(WRITTEN PROBLEM)
Render the rows below as a numbered list, one row per item, with any blank lines left out.
= = = =
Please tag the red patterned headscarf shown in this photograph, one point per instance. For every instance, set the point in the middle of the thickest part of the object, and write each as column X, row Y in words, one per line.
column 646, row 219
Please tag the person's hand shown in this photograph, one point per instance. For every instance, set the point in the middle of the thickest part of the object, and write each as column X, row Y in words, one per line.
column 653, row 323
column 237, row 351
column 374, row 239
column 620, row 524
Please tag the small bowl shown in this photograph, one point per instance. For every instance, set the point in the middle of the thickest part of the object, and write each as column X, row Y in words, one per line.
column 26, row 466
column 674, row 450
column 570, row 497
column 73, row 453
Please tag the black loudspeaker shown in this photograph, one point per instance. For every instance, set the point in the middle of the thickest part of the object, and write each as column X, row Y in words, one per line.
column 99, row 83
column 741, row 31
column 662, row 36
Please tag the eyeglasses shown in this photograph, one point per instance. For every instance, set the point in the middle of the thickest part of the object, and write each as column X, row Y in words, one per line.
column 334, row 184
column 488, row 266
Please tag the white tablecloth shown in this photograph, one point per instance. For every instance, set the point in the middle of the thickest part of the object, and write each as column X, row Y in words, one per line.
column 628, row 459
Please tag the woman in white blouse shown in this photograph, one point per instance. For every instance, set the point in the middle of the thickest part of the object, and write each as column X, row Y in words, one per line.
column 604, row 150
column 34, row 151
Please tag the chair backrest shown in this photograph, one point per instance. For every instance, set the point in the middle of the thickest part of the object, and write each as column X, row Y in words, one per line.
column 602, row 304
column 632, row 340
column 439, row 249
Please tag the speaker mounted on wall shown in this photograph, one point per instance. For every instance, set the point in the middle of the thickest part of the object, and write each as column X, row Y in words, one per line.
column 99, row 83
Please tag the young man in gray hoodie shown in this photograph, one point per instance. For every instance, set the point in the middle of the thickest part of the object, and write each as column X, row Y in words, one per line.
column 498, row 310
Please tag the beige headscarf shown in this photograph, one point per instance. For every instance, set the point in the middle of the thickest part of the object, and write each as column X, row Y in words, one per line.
= = = =
(COMPLETED TASK)
1. Please tag the red patterned headscarf shown in this photograph, one point per instance. For every instance, set the point in the middle of the thickest part of the object, and write each as column X, row Y in words, one per line.
2. column 646, row 219
3. Please tag the person's hand shown in this photograph, one point per instance. For every instance, set the point in the middle of the thickest part of the object, and write each as column X, row Y in words, one per line.
4. column 653, row 323
5. column 237, row 351
6. column 374, row 239
7. column 620, row 524
8. Please tag the small bowl shown in this photograph, one point per instance. For every instance, set the point in the middle of the thickest part of the object, and write each as column X, row Y in words, one per line.
9. column 26, row 466
10. column 674, row 450
11. column 570, row 497
12. column 73, row 453
13. Please tag the black loudspeaker shown in this photograph, one point per instance. For every instance, set the point in the middle of the thickest part of the object, and write each as column X, row Y in words, one per line.
14. column 99, row 83
15. column 741, row 31
16. column 662, row 36
17. Please tag the eyeglasses shown in this photograph, one point per instance. For every instance, set the point in the middle of the thickest part of the object, and write each as column X, row Y in words, one per line.
18. column 334, row 184
19. column 488, row 266
20. Please tag the white tablecloth shown in this photograph, one point per instance. For every instance, set the point in the middle of the thickest part of the object, and write each as column X, row Y in words, one per line.
21. column 628, row 459
22. Please tag the woman in white blouse shown in this photograph, one point per instance. For every instance, set the point in the middle of the thickest part of the object, and write each as column X, row Y in words, one per line.
23. column 604, row 150
24. column 34, row 151
25. Please tag the chair backrest shown in this photograph, one point per instance. For every instance, set the point in the middle of the thickest part of the object, and write each as column X, row Y in words, one per line.
26. column 602, row 304
27. column 632, row 340
28. column 439, row 249
29. Please tag the speaker mounted on wall shown in this photograph, one point per instance. For every instance, set the point in the middle of the thickest part of the object, and write each as column X, row Y in words, one per line.
30. column 99, row 83
31. Please tag the young man in gray hoodie shown in this photograph, one point per instance. For every instance, set the point in the middle of the thickest part of the object, and write each as column X, row Y in words, one per line.
32. column 498, row 310
33. Please tag the beige headscarf shown in this photograph, one point per instance. For every instance, set the point in the middle of the thickest part of the object, and write each as column X, row Y in words, one per line.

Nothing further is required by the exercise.